| Prompt |
Within the records below is a range that opens at the line with "written like <point>1274,510</point>." and closes at the line with "Query: green tree". Return that range word for word, both ends included, and only that range.

| Provided data |
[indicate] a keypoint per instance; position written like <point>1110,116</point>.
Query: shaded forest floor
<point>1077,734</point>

--

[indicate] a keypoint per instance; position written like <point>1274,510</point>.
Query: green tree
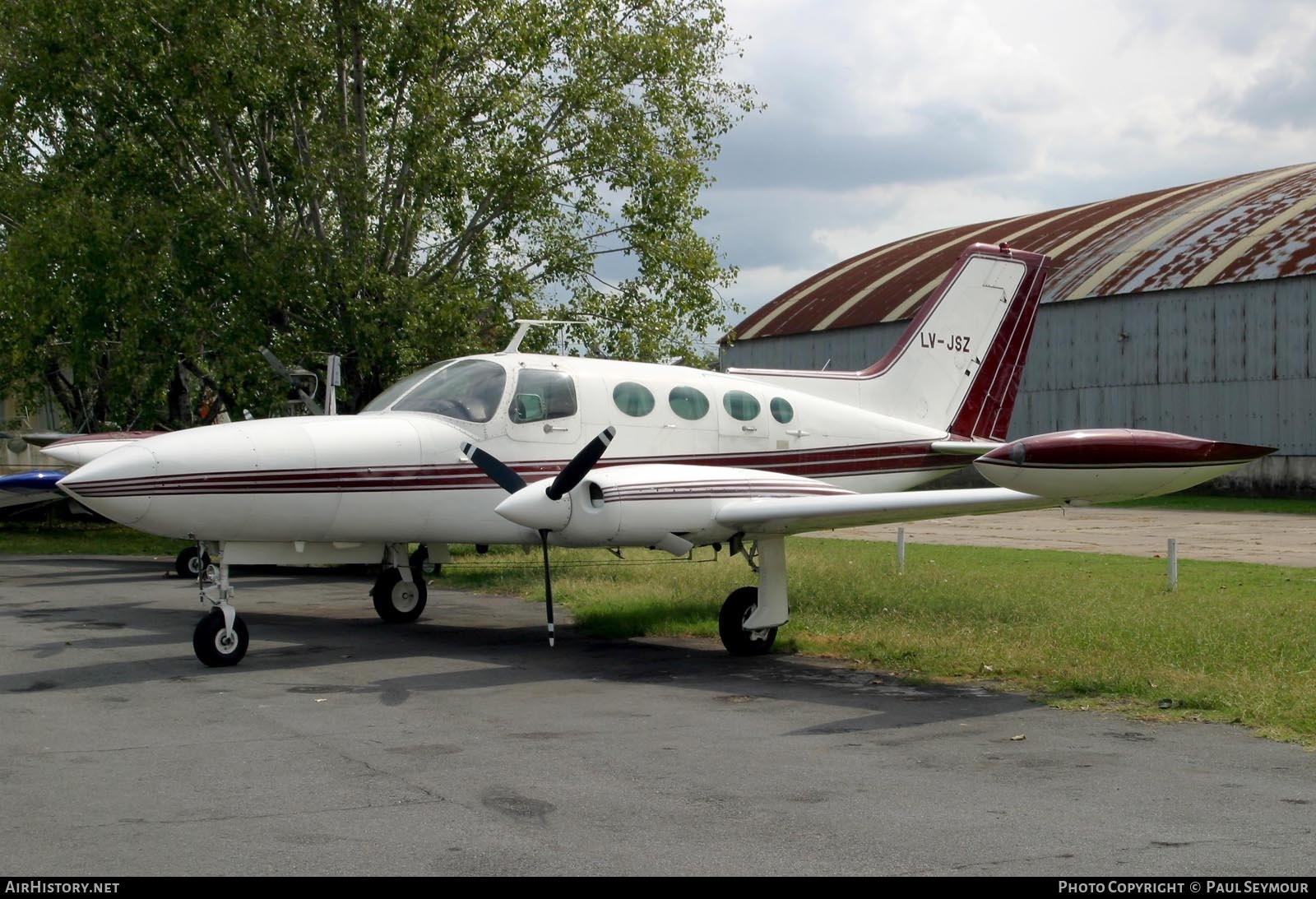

* * *

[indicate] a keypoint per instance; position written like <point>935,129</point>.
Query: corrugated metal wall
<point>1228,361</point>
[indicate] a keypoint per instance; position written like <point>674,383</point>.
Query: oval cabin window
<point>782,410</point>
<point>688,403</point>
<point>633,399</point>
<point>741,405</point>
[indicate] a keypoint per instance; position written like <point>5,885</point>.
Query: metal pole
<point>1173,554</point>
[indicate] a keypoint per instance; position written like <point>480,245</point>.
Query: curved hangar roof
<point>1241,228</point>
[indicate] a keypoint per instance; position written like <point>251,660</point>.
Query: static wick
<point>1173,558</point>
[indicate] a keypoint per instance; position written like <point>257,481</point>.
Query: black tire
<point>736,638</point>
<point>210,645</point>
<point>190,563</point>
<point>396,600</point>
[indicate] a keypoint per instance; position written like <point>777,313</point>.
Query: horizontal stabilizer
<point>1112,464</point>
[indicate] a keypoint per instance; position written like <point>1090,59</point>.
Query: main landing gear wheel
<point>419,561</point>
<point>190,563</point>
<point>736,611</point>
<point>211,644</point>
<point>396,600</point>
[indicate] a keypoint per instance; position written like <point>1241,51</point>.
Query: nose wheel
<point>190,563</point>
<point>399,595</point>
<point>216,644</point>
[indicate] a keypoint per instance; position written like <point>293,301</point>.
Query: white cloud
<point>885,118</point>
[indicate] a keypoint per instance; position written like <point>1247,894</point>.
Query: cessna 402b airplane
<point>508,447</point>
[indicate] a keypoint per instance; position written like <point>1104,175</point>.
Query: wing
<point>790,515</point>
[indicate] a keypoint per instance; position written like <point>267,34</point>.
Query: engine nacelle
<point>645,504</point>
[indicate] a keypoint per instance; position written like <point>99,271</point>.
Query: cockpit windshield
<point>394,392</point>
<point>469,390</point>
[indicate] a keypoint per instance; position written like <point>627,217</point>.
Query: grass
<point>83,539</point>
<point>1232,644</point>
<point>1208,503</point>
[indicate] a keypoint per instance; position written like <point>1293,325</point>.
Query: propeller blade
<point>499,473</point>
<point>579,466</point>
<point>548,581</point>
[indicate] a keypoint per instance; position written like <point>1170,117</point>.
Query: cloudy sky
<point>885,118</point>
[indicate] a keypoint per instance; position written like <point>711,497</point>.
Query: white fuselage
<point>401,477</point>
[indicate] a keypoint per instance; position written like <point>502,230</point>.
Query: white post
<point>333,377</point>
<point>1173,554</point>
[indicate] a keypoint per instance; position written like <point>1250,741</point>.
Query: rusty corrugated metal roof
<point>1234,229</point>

| Response to this exercise |
[indicate] a keypoint per instance; position written like <point>1274,510</point>.
Query: green tree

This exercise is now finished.